### DATA TO USE
::::::::::
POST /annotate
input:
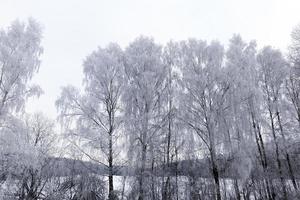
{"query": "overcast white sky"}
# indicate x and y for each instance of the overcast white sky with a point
(74, 28)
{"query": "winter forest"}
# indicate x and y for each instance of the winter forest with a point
(187, 120)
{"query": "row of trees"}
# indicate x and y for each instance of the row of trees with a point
(167, 113)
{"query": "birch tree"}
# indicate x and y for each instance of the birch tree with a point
(94, 116)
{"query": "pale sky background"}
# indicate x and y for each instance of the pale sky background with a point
(74, 28)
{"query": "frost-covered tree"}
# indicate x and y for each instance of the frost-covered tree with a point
(20, 50)
(203, 96)
(93, 117)
(143, 98)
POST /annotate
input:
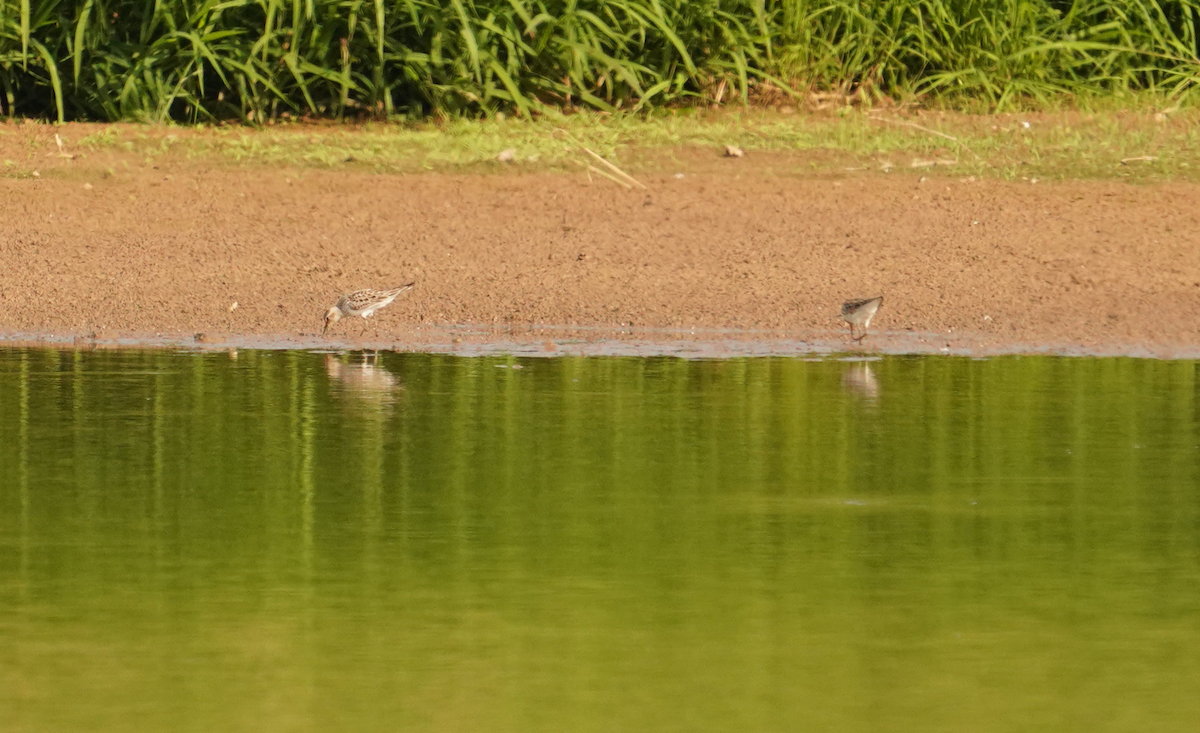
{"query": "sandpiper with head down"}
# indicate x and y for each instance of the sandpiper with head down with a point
(859, 313)
(361, 302)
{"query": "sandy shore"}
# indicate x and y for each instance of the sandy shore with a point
(733, 259)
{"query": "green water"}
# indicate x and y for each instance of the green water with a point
(289, 541)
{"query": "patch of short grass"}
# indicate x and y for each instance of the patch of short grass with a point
(1133, 144)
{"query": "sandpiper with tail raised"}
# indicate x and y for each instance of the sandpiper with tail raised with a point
(361, 302)
(859, 313)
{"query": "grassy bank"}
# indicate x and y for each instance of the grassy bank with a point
(1138, 145)
(265, 59)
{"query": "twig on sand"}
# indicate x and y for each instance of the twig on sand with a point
(615, 169)
(923, 128)
(610, 176)
(624, 179)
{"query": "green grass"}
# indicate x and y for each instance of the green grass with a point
(1066, 144)
(191, 60)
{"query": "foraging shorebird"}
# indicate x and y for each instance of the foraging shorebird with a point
(859, 313)
(361, 302)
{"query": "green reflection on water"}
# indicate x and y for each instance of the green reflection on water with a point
(294, 541)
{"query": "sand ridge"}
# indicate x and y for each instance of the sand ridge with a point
(168, 250)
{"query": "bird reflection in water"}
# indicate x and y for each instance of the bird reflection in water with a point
(859, 379)
(364, 378)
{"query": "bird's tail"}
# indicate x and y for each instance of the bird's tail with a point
(397, 290)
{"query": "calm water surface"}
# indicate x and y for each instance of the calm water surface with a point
(289, 541)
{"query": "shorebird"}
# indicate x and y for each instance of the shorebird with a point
(859, 313)
(361, 302)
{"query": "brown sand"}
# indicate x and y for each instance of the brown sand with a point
(162, 252)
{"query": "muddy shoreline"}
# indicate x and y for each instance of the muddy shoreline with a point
(754, 257)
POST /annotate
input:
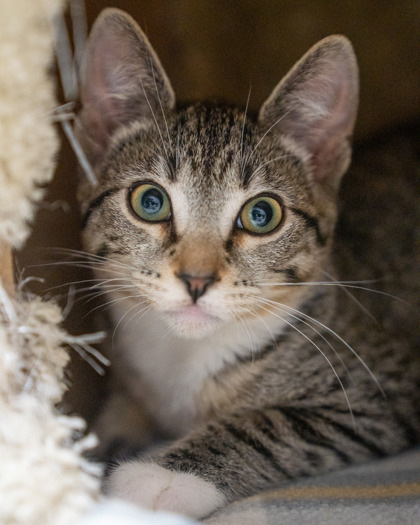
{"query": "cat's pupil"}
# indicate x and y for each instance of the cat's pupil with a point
(152, 201)
(261, 214)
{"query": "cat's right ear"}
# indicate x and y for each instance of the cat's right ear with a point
(121, 81)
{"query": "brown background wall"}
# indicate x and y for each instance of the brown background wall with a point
(217, 49)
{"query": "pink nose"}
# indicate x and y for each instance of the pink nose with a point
(197, 285)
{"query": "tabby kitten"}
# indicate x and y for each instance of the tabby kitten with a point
(212, 231)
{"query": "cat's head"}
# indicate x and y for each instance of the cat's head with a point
(203, 212)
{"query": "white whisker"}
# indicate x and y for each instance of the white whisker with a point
(369, 371)
(323, 355)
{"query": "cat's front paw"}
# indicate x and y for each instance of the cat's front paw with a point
(154, 487)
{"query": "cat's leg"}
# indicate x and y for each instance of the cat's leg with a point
(242, 455)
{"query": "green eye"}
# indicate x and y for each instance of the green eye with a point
::::::::::
### TASK GOAL
The entries are to be written out again exactly, though without any images.

### TASK RESULT
POST /annotate
input:
{"query": "overcast white sky"}
# indicate x and y for each instance of the overcast white sky with a point
(74, 28)
{"query": "winter forest"}
# indicate x and y for each instance of the winter forest with a point
(187, 120)
{"query": "row of trees"}
# indicate x and y for each instance of the row of trees with a point
(167, 113)
{"query": "birch tree"}
# indicate x and y for each instance of the birch tree with a point
(94, 116)
{"query": "pale sky background"}
# indicate x and y for each instance of the pale sky background with a point
(74, 28)
{"query": "frost-covered tree"}
# indicate x and y for each instance of the frost-covered tree with a point
(20, 50)
(203, 96)
(93, 117)
(143, 98)
POST /annotate
input:
{"query": "sandpiper with head down"}
# indicate x and y for each instance of the sandpiper with head down with a point
(859, 313)
(361, 302)
{"query": "sandy shore"}
# indicate x and y for each instance of the sandy shore with a point
(733, 259)
{"query": "green water"}
# indicate x and y for each instance of the green water with a point
(289, 541)
{"query": "patch of short grass"}
# indicate x and y for each instance of the patch of short grass with a point
(1133, 144)
{"query": "sandpiper with tail raised"}
# indicate x and y for each instance of the sandpiper with tail raised with a point
(361, 302)
(859, 313)
{"query": "grassy bank"}
# indicate x and y for each instance of the grassy bank with a point
(1138, 145)
(265, 59)
{"query": "twig on sand"}
# indicate x and y for each instance of the twig on sand with a point
(615, 169)
(923, 128)
(610, 176)
(624, 179)
{"query": "green grass"}
# indicate x and y for each instance of the green grass with a point
(1066, 144)
(191, 60)
{"query": "foraging shorebird"}
# indicate x and y for each instance of the foraging shorebird with a point
(859, 313)
(361, 302)
{"query": "green reflection on water"}
# indicate x and y for each instance of the green reflection on water with a point
(294, 541)
{"query": "sand ridge"}
# indicate x and y for each instance of the sand ridge with a point
(168, 250)
{"query": "bird reflection in water"}
# indicate x and y for each instance of the bird reflection in water with a point
(859, 379)
(364, 378)
{"query": "bird's tail"}
# indicate x and y for each instance of the bird's tail with a point
(397, 290)
{"query": "calm water surface"}
# indicate x and y for each instance of the calm water surface with a point
(289, 541)
{"query": "shorebird"}
# indicate x and y for each instance of the shorebird with a point
(859, 313)
(361, 302)
{"query": "brown sand"}
# indicate x and y for each instance of the brown sand with a point
(162, 252)
{"query": "muddy shoreline"}
# indicate x and y for each instance of the muddy shoreline with a point
(754, 257)
POST /annotate
input:
{"query": "cat's pupil"}
# indicate x and y for each instance of the cat's pupil with a point
(152, 201)
(261, 214)
{"query": "cat's right ear"}
# indicate x and y for each instance of the cat's right ear with a point
(121, 81)
{"query": "brown background wall"}
# indicate x and y for each instance of the brown background wall with a point
(217, 49)
{"query": "pink nose"}
# indicate x and y for each instance of the pink nose with a point
(197, 285)
{"query": "tabby kitten"}
# indicate x and y for each instance of the tabby kitten with a point
(212, 231)
{"query": "cat's head"}
# indicate x and y for each instance of the cat's head with a point
(203, 212)
{"query": "white whisker"}
# indicate x and y for each instance of the white whisker with a point
(369, 371)
(323, 355)
{"query": "cat's front paw"}
# indicate x and y for each instance of the cat's front paw with a point
(154, 487)
{"query": "cat's leg"}
# indicate x and y for each instance of the cat's leg with a point
(242, 455)
{"query": "green eye"}
# indicate x and y for each instance of the green eye with a point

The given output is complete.